■ WRITTEN PROBLEM
Please set out the lines of every row below as a numbered list, omitting any blank lines.

■ RECORDS SUPPLIED
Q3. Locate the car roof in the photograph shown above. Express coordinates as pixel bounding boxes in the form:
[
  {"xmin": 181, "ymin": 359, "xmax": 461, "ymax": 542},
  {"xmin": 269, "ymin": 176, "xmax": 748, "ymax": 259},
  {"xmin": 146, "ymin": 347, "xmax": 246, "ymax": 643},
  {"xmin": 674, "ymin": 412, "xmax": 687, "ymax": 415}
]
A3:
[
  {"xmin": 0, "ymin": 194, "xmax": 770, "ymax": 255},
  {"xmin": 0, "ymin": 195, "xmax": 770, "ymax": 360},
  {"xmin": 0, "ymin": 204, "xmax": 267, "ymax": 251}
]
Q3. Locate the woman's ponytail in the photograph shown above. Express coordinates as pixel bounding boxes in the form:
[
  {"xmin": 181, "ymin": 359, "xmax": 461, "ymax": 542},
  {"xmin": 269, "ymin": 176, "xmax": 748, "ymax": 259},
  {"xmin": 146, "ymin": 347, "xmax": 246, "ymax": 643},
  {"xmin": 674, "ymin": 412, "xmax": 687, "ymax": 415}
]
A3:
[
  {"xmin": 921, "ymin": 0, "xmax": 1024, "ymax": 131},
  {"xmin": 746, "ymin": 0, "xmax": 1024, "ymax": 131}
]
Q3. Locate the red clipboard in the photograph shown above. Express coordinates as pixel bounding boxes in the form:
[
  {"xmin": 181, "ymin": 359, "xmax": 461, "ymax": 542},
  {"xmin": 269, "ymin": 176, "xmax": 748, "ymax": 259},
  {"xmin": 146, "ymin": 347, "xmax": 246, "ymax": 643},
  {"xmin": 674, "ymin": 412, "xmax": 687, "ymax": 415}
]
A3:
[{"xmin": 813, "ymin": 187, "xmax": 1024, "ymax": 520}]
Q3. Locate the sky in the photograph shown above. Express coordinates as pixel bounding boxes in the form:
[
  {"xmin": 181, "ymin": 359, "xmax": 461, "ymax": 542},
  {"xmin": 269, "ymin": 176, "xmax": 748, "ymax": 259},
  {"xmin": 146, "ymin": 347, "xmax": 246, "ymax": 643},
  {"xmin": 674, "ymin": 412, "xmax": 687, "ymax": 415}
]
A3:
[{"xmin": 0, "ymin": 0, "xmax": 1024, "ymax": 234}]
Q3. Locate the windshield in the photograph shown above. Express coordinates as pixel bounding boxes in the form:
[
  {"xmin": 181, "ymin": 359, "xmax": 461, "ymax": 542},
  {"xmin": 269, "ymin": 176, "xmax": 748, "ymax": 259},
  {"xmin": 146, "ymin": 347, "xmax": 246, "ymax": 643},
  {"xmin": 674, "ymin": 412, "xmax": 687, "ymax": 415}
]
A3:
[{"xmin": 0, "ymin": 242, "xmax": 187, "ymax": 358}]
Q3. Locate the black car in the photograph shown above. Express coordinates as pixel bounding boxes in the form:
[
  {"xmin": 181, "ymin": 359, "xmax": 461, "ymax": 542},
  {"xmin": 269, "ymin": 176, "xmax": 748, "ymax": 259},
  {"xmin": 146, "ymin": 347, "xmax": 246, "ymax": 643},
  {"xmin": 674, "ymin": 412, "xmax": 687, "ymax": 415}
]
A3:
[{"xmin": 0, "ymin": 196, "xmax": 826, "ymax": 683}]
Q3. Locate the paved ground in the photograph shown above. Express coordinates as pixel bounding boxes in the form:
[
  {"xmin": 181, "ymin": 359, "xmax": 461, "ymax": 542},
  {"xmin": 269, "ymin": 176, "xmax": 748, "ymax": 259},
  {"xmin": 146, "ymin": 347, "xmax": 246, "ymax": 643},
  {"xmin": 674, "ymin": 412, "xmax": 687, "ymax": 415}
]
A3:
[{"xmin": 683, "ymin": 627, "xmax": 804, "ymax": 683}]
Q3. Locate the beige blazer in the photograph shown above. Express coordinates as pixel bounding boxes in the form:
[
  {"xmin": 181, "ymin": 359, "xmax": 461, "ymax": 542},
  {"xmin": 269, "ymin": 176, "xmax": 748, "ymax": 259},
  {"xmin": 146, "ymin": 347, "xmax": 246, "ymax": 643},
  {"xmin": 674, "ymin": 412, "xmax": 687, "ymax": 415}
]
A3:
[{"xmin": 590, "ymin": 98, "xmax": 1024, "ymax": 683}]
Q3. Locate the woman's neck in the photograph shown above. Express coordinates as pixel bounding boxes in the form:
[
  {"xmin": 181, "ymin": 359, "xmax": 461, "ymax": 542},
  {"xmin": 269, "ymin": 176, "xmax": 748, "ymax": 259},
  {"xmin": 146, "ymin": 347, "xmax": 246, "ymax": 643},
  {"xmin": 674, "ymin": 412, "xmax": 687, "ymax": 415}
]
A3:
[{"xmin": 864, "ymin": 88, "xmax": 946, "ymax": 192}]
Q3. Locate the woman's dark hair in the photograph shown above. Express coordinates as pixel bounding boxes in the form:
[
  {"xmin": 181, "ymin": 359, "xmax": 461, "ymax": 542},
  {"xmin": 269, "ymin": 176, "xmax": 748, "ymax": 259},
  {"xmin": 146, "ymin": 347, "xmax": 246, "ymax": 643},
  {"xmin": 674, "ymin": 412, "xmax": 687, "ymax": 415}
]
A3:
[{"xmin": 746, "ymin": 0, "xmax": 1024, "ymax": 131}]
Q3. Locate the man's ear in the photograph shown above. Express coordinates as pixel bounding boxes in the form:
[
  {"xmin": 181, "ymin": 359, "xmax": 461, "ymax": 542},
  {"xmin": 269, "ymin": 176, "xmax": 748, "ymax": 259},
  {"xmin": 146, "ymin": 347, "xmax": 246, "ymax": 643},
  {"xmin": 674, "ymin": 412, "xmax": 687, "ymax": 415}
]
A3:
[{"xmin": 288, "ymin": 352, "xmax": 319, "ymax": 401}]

■ WRITTEN RESPONSE
1. Q3. Locate the car roof in the photograph shown above. Express coordinates as pixel bounding boxes in the form:
2. [
3.   {"xmin": 181, "ymin": 359, "xmax": 461, "ymax": 542},
4.   {"xmin": 269, "ymin": 176, "xmax": 748, "ymax": 259},
5.   {"xmin": 146, "ymin": 347, "xmax": 246, "ymax": 643},
6.   {"xmin": 674, "ymin": 412, "xmax": 687, "ymax": 415}
7. ]
8. A3:
9. [
10.   {"xmin": 0, "ymin": 194, "xmax": 770, "ymax": 255},
11.   {"xmin": 0, "ymin": 195, "xmax": 770, "ymax": 360},
12.   {"xmin": 0, "ymin": 204, "xmax": 267, "ymax": 251}
13. ]
14. Q3. Locate the woman's ponytail in the photograph shown above. Express coordinates as pixel bounding boxes in the form:
15. [
16.   {"xmin": 181, "ymin": 359, "xmax": 461, "ymax": 542},
17.   {"xmin": 269, "ymin": 176, "xmax": 748, "ymax": 259},
18.   {"xmin": 146, "ymin": 347, "xmax": 246, "ymax": 643},
19.   {"xmin": 674, "ymin": 412, "xmax": 687, "ymax": 415}
20. ]
21. A3:
22. [
23.   {"xmin": 921, "ymin": 0, "xmax": 1024, "ymax": 131},
24.   {"xmin": 746, "ymin": 0, "xmax": 1024, "ymax": 131}
25. ]
26. Q3. Locate the red clipboard in the photograph shown above. Express coordinates as pixel bounding boxes in the form:
27. [
28.   {"xmin": 181, "ymin": 359, "xmax": 461, "ymax": 542},
29.   {"xmin": 269, "ymin": 176, "xmax": 748, "ymax": 259},
30.   {"xmin": 146, "ymin": 347, "xmax": 246, "ymax": 643},
31.   {"xmin": 674, "ymin": 412, "xmax": 687, "ymax": 415}
32. ]
33. A3:
34. [{"xmin": 813, "ymin": 187, "xmax": 1024, "ymax": 520}]
35. Q3. Locate the sky in the photograph shown above. Express coordinates as pixel bounding boxes in the form:
36. [
37.   {"xmin": 181, "ymin": 359, "xmax": 461, "ymax": 542},
38.   {"xmin": 269, "ymin": 176, "xmax": 748, "ymax": 259},
39.   {"xmin": 146, "ymin": 347, "xmax": 246, "ymax": 643},
40.   {"xmin": 674, "ymin": 412, "xmax": 687, "ymax": 415}
41. ]
42. A3:
43. [{"xmin": 0, "ymin": 0, "xmax": 1024, "ymax": 234}]
44. Q3. Locate the windshield in the photograph shown above. Express coordinates as pixel bounding boxes in the form:
45. [
46.   {"xmin": 181, "ymin": 359, "xmax": 461, "ymax": 542},
47.   {"xmin": 269, "ymin": 176, "xmax": 748, "ymax": 259},
48.   {"xmin": 146, "ymin": 347, "xmax": 246, "ymax": 643},
49.   {"xmin": 674, "ymin": 412, "xmax": 687, "ymax": 415}
50. ]
51. A3:
52. [{"xmin": 0, "ymin": 242, "xmax": 187, "ymax": 358}]
53. Q3. Locate the black car in the photograph shown above. Express coordinates as pixel bounding boxes in the form:
54. [
55.   {"xmin": 181, "ymin": 359, "xmax": 461, "ymax": 542},
56.   {"xmin": 269, "ymin": 176, "xmax": 748, "ymax": 259},
57.   {"xmin": 146, "ymin": 347, "xmax": 246, "ymax": 643},
58.   {"xmin": 674, "ymin": 412, "xmax": 687, "ymax": 415}
59. ]
60. A3:
61. [{"xmin": 0, "ymin": 196, "xmax": 826, "ymax": 683}]
62. Q3. Locate the paved ground in the photograph shown above. Express coordinates as pixel bounding boxes in the form:
63. [
64.   {"xmin": 181, "ymin": 359, "xmax": 461, "ymax": 542},
65.   {"xmin": 269, "ymin": 176, "xmax": 748, "ymax": 259},
66.   {"xmin": 146, "ymin": 347, "xmax": 246, "ymax": 643},
67.   {"xmin": 674, "ymin": 412, "xmax": 687, "ymax": 415}
68. ]
69. A3:
70. [{"xmin": 683, "ymin": 627, "xmax": 804, "ymax": 683}]
71. Q3. Locate the beige blazer in the photograph shown above. Express coordinates as pixel bounding boxes in the form:
72. [
73.   {"xmin": 181, "ymin": 359, "xmax": 461, "ymax": 542},
74.   {"xmin": 269, "ymin": 176, "xmax": 748, "ymax": 259},
75.   {"xmin": 146, "ymin": 347, "xmax": 246, "ymax": 643},
76.   {"xmin": 674, "ymin": 412, "xmax": 687, "ymax": 415}
77. ]
78. A3:
79. [{"xmin": 590, "ymin": 98, "xmax": 1024, "ymax": 683}]
80. Q3. Locate the woman's neck in the photograph shown above. Express coordinates as pixel bounding boxes in the form:
81. [
82.   {"xmin": 181, "ymin": 359, "xmax": 461, "ymax": 542},
83.   {"xmin": 269, "ymin": 176, "xmax": 748, "ymax": 259},
84.   {"xmin": 146, "ymin": 347, "xmax": 246, "ymax": 643},
85.   {"xmin": 674, "ymin": 412, "xmax": 687, "ymax": 415}
86. ]
87. A3:
88. [{"xmin": 864, "ymin": 88, "xmax": 946, "ymax": 192}]
89. Q3. Locate the woman's dark hair in the photograph shown above. Express coordinates as pixel bounding boxes in the form:
90. [
91.   {"xmin": 181, "ymin": 359, "xmax": 461, "ymax": 542},
92.   {"xmin": 269, "ymin": 176, "xmax": 748, "ymax": 259},
93.   {"xmin": 146, "ymin": 347, "xmax": 246, "ymax": 643},
94.   {"xmin": 674, "ymin": 412, "xmax": 687, "ymax": 415}
95. ]
96. A3:
97. [{"xmin": 746, "ymin": 0, "xmax": 1024, "ymax": 131}]
98. Q3. Locate the man's ear in the photograph shown above. Express coordinates as pixel bounding boxes in the form:
99. [
100.   {"xmin": 181, "ymin": 359, "xmax": 461, "ymax": 542},
101.   {"xmin": 269, "ymin": 176, "xmax": 748, "ymax": 259},
102.   {"xmin": 146, "ymin": 347, "xmax": 246, "ymax": 643},
103.   {"xmin": 674, "ymin": 412, "xmax": 687, "ymax": 415}
104. ]
105. A3:
106. [{"xmin": 288, "ymin": 352, "xmax": 319, "ymax": 401}]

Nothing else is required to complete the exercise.